**THE PROBLEM:**
Copy the records below word for word, keeping every line the same.

**RECORDS FOR THE EXERCISE:**

============

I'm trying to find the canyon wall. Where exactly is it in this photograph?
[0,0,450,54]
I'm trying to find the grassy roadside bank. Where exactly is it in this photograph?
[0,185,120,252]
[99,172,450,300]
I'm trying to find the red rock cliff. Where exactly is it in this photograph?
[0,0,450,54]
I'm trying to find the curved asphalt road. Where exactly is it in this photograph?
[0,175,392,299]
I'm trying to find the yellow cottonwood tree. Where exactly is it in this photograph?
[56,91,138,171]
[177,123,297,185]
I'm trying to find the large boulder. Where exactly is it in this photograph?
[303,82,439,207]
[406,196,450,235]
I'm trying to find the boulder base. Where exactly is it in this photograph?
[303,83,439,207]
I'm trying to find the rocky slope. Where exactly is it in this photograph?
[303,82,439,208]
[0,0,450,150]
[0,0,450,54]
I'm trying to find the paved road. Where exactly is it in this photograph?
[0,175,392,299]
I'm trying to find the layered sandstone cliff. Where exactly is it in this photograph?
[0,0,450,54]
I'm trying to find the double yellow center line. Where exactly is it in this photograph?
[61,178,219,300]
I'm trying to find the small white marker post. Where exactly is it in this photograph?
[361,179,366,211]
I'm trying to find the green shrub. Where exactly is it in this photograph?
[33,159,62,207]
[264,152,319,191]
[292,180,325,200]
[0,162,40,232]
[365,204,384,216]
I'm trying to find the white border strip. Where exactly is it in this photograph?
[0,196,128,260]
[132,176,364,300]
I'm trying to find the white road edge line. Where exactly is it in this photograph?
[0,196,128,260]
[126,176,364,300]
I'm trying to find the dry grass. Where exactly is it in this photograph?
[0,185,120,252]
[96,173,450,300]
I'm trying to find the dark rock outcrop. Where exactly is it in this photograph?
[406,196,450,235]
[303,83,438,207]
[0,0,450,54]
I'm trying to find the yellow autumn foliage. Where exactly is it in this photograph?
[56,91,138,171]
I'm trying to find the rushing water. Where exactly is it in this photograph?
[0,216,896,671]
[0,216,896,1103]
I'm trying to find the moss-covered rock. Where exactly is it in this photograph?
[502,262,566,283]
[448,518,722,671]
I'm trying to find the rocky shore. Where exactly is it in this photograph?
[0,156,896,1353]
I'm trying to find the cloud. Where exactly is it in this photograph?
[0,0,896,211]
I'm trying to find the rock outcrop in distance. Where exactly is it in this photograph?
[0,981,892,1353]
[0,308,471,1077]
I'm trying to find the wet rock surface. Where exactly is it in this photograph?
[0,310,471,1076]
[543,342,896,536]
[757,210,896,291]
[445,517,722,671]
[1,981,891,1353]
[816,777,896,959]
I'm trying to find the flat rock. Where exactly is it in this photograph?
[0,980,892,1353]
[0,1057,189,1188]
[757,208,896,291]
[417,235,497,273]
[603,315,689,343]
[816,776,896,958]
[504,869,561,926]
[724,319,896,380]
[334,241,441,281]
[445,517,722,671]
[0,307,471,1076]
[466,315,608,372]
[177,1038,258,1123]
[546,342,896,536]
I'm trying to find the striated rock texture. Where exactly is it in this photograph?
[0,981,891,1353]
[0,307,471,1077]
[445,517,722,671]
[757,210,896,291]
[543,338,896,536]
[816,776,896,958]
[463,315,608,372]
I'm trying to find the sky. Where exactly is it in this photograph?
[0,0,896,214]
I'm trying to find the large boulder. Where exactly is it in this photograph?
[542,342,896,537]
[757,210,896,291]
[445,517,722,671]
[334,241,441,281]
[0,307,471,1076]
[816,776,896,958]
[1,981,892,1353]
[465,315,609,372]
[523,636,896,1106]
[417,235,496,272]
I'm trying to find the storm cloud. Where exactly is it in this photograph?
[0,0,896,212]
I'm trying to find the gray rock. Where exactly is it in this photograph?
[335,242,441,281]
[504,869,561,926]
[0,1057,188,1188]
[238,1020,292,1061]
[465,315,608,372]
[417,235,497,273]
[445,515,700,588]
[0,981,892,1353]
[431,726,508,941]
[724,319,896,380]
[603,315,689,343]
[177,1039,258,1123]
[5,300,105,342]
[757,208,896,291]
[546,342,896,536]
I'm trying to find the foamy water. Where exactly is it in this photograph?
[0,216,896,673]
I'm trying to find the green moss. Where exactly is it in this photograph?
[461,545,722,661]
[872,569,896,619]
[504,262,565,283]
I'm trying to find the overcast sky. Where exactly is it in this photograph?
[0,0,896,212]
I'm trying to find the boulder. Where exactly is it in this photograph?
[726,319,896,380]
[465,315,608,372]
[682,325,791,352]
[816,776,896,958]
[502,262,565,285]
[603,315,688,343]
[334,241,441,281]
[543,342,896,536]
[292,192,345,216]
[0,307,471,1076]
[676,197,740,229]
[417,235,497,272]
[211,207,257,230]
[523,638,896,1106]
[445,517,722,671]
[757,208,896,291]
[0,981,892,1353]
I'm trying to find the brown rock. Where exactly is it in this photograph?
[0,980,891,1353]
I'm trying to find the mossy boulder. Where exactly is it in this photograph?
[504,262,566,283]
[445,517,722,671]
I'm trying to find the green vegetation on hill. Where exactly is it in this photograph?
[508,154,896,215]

============

**RESPONSE:**
I'm trying to find the canyon wall. Where exactly is it in this photograph?
[0,0,450,54]
I'm trying to find the grassy roadside bank. Where exactly is it in this photograph?
[0,185,120,252]
[99,172,450,300]
I'm trying to find the red rock cliff. Where exactly is it in this photograph?
[0,0,450,54]
I'm trying to find the curved asphalt road. Where exactly is it in this photograph?
[0,175,392,299]
I'm trying to find the yellow cottonwood tree. Where exactly is it in this photograph?
[56,91,138,171]
[177,123,297,185]
I'm trying to find the large boulder. Where exactly is it in this photograph?
[303,82,439,207]
[406,196,450,235]
I'm trying to find the boulder base. Where exactly is it in this photograph?
[303,83,439,207]
I'm trying to find the rocky slope. Where exactly is it in this photograph?
[303,82,439,208]
[0,0,450,150]
[0,0,450,54]
I'm trying to find the paved road. Where exactly is it in this photograph?
[0,175,392,299]
I'm trying to find the layered sandstone cliff. Where exactly is it in this photograph?
[0,0,450,54]
I'm trying to find the double yellow center line. Where exactly is it in this photograph?
[61,178,219,300]
I'm trying to find the small white marker post. Where exactly is it in this photograph?
[361,179,366,211]
I'm trying to find the green shrub. Where exactly is it in this photograph?
[33,159,62,207]
[264,152,319,191]
[292,180,325,200]
[0,162,40,232]
[365,204,384,216]
I'm trying to find the white border strip. Where exactly is it in this photograph?
[0,196,128,260]
[132,176,364,300]
I'm trying to find the white road edge line. Where exactly is it in this photograph?
[0,196,128,260]
[126,176,364,300]
I'm trying to find the dry grass. Where exactly is it in this photograph?
[0,185,120,252]
[96,173,450,300]
I'm trying to find the dark rock outcrop. Where exactly is it in this photograph?
[406,196,450,235]
[303,83,438,207]
[0,0,450,54]
I'm trying to find the yellow autumn foliage. Where exactly is it in this photograph?
[56,91,138,171]
I'm trying to find the rushing water. Where exactly is it in this photograph?
[0,216,896,671]
[0,216,896,1103]
I'm trying to find the moss-covered rock. Where exactly is it in this photograph?
[502,262,566,283]
[448,518,722,671]
I'm trying to find the rocky shore. Where exactly is it in this photograph?
[0,156,896,1353]
I'm trying to find the cloud. Where exactly is it in this photograph?
[0,0,896,211]
I'm trying to find the rock outcrop in distance. Where exactly is it in this photograph?
[0,981,892,1353]
[0,308,471,1077]
I'm trying to find the wet rock surface. Where exactly is it in this photograph?
[0,310,471,1076]
[543,342,896,536]
[757,210,896,291]
[445,517,722,671]
[1,981,891,1353]
[816,777,896,959]
I'm trying to find the flat rock. Where exactly is it in this photograph?
[0,980,892,1353]
[0,1057,189,1188]
[757,208,896,291]
[417,235,497,273]
[603,315,689,343]
[816,776,896,958]
[504,869,561,926]
[724,319,896,380]
[334,241,441,281]
[445,517,722,671]
[0,307,471,1076]
[466,315,608,372]
[177,1038,258,1123]
[546,342,896,536]
I'm trying to find the striated rock texture. Where exactly is it in this photograph?
[0,981,891,1353]
[0,307,471,1077]
[445,517,722,671]
[757,210,896,291]
[543,338,896,536]
[816,776,896,958]
[463,315,608,372]
I'm trying to find the sky. Where exactly is it in this photograph?
[0,0,896,214]
I'm trying to find the large boulder. Where exactly is it in this photograph?
[542,342,896,537]
[757,210,896,291]
[445,517,722,671]
[334,241,441,281]
[0,307,471,1076]
[816,776,896,958]
[1,981,892,1353]
[465,315,609,372]
[523,636,896,1106]
[417,235,496,272]
I'm trying to find the storm cloud. Where exactly is it in this photograph?
[0,0,896,212]
I'm trying to find the gray rock. Where exactly is it in this photograph?
[335,242,441,281]
[504,869,561,926]
[0,1057,188,1188]
[238,1020,292,1061]
[465,315,608,372]
[417,235,497,273]
[445,515,700,588]
[0,981,892,1353]
[431,726,508,941]
[724,319,896,380]
[603,315,689,343]
[177,1039,258,1123]
[5,300,105,342]
[757,208,896,291]
[546,342,896,536]
I'm trying to find the foamy water. Where exactly is it in this photograph?
[0,216,896,673]
I'm trying to find the green moss. Where exactly is it in this photograph?
[461,545,722,661]
[872,569,896,619]
[504,262,565,283]
I'm trying to find the overcast sky. Where exactly is it in this photograph?
[0,0,896,212]
I'm trying to find the boulder. Where exactly is it in this photograph?
[726,319,896,380]
[465,315,608,372]
[682,325,791,352]
[816,776,896,958]
[502,262,565,285]
[603,315,688,343]
[334,241,441,281]
[543,342,896,536]
[292,192,345,216]
[0,307,471,1076]
[676,197,740,229]
[417,235,497,272]
[211,207,257,230]
[523,638,896,1106]
[445,517,722,671]
[757,208,896,291]
[0,981,892,1353]
I'm trying to find the brown rock. Where exactly is it in this photograph?
[0,980,891,1353]
I'm trying to find the mossy boulder. Where exactly is it in this photograph?
[504,262,566,283]
[445,517,722,671]
I'm trying to find the green vegetation on hill. Where exactly is it in this photograph?
[508,154,896,215]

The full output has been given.